#### Opdracht A:
Geef uit het fragment over de koop van de boot het bouwjaar van het schip.
#### Opdracht B:
Schrijf uit het fragment over de koop van de boot het deel opnieuw uit dat opent met de woorden met "8.3. Het hof" en sluit met "kon worden vermoed.", en verwissel daarin "ondeskundige" voor "onervaren".

Met betrekking tot de subsidiaire vordering (ontbinding wegens non-conformiteit)
8. Eén van de hoofdverplichtingen van de verkoper is dat hij een zaak aflevert die in materieel opzicht aan de overeenkomst beantwoordt en die de eigenschappen bezit welke de koper op grond van de overeenkomst mocht verwachten.
8.1. Bij de koop van een boot die, zoals in casu niet in geschil is bestemd is om daarmee te varen, zal de koper in beginsel mogen verwachten dat hij daarmee enige tijd min of meer probleemloos kan varen, tenzij er bij de bezichtiging ervan redenen waren te twijfelen aan de vaareigenschappen van de boot, dan wel de verkoper in die zin mededelingen heeft gedaan. Van het laatste is in dit geval geen sprake.
8.2. Het hof acht, zoals volgt uit het hiervoor met betrekking tot de primaire vordering reeds is overwogen, niet aangetoond dat [geïntimeerde] - voor het sluiten van de koopovereenkomst - als verkoper zijn mededelingsplicht omtrent hem toen bekende gebreken aan de boot heeft verzaakt. Dat hij eventuele gebreken wel heeft kunnen opmerken toen de boot in 2000 is drooggezet, is in dit verband niet relevant.
8.3. Het hof stelt vast dat de gebreken aan het onderwaterschip van de Marten weliswaar niet reeds bij een oppervlakkige inspectie "op het oog" voor een ondeskundige koper als [appellant] zichtbaar waren, maar dat doet op zich niet af aan de op [appellant] als koper rustende onderzoeksplicht. Die onderzoeksplicht betreft immers gebreken die zichtbaar waren of waarvan het bestaan door uiterlijk waarneembare verschijnselen kon worden vermoed.
8.4. [geïntimeerde] heeft in eerste aanleg bij conclusie van antwoord als productie 3 overgelegd een aantal door [appellant] gemaakte foto's van de Marten. Een deel van die foto's geeft de staat van het bovenwaterschip weer, welke staat naar het oordeel van het hof minst genomen als bedenkelijk moet worden betiteld. [appellant] had dan ook niet mogen verwachten dat de staat van het onderwaterschip anders, in de zin van beter, zou zijn. Daarbij moet ook in aanmerking worden genomen dat het hier ging om een schip uit 1935, waarvan in redelijkheid niet kan worden verwacht dat het onderwatergedeelte van de romp sedert de bouw niet aan dikte heeft ingeboet. Mitsdien waren er redenen te twijfelen aan de vaareigenschappen van de boot.

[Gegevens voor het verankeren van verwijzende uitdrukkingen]
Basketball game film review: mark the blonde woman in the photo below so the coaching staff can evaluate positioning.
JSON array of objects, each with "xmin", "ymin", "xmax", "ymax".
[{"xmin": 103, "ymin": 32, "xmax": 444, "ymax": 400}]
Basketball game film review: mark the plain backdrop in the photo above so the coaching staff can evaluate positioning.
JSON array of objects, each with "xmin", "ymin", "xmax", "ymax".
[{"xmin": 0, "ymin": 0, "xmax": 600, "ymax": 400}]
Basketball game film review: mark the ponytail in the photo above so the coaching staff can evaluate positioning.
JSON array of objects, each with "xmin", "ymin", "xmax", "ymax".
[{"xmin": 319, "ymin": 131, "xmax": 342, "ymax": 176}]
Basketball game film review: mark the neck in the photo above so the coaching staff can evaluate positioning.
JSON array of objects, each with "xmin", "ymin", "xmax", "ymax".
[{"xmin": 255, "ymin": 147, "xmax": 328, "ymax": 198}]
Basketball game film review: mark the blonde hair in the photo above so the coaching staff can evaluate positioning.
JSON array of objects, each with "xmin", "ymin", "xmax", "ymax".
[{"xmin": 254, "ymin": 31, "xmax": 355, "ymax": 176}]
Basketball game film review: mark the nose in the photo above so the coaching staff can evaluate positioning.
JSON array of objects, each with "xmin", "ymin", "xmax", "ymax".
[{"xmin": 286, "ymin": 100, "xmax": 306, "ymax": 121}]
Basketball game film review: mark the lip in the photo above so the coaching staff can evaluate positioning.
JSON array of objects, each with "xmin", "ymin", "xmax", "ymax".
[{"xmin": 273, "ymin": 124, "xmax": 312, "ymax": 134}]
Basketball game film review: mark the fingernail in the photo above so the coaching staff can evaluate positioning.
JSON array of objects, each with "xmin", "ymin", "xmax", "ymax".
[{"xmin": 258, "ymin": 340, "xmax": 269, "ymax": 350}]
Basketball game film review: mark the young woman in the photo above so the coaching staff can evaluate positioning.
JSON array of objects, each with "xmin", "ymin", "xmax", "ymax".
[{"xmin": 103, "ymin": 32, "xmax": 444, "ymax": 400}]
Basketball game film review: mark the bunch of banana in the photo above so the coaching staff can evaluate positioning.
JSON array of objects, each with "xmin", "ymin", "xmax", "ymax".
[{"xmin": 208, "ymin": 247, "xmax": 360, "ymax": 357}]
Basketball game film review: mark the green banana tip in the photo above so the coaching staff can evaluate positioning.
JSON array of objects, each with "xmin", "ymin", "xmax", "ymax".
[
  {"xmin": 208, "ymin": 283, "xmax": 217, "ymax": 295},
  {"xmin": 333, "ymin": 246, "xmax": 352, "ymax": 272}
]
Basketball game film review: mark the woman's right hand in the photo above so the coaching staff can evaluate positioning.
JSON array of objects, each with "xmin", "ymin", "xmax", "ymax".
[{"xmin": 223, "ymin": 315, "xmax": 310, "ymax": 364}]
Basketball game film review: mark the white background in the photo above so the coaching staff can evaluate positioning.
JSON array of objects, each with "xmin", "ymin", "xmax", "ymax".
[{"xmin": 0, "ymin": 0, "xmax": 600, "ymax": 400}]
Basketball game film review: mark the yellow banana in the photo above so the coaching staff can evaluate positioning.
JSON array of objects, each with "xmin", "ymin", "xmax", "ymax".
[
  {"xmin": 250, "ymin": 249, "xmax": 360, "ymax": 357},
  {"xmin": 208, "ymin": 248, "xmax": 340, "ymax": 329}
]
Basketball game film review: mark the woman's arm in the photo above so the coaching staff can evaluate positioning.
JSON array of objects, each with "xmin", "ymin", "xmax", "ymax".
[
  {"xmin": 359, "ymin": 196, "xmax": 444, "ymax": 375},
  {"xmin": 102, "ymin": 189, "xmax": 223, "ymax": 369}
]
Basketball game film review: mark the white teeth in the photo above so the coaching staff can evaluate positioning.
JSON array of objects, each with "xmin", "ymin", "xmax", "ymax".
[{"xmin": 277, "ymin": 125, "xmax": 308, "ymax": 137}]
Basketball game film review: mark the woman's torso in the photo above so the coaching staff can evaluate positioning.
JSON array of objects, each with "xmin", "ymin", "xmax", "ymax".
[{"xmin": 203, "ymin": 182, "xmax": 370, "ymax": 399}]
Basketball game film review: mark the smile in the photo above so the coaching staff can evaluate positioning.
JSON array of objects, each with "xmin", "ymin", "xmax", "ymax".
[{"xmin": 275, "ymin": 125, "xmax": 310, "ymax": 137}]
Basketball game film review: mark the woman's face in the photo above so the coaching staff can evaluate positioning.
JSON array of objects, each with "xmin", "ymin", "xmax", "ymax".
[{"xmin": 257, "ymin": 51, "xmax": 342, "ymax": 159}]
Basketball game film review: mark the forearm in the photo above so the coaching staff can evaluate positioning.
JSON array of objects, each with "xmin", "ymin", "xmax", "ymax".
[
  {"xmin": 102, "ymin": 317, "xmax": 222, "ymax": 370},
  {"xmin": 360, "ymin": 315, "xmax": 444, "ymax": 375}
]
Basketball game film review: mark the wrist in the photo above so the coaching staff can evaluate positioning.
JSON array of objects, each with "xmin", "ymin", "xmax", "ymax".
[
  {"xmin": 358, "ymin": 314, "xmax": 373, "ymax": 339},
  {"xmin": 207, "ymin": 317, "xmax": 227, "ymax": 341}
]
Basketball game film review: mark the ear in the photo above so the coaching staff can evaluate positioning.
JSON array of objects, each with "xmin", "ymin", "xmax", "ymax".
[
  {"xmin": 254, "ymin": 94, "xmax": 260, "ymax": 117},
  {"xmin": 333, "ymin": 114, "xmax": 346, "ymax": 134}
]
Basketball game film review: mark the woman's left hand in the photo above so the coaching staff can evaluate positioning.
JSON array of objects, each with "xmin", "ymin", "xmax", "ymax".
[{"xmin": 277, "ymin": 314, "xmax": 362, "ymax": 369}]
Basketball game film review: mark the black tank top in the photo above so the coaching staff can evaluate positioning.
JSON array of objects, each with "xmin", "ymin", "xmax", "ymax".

#### Antwoord A:
Het schip stamt uit 1935.

#### Antwoord B:
8.3. Het hof stelt vast dat de gebreken aan het onderwaterschip van de Marten weliswaar niet reeds bij een oppervlakkige inspectie "op het oog" voor een onervaren koper als [appellant] zichtbaar waren, maar dat doet op zich niet af aan de op [appellant] als koper rustende onderzoeksplicht. Die onderzoeksplicht betreft immers gebreken die zichtbaar waren of waarvan het bestaan door uiterlijk waarneembare verschijnselen kon worden vermoed.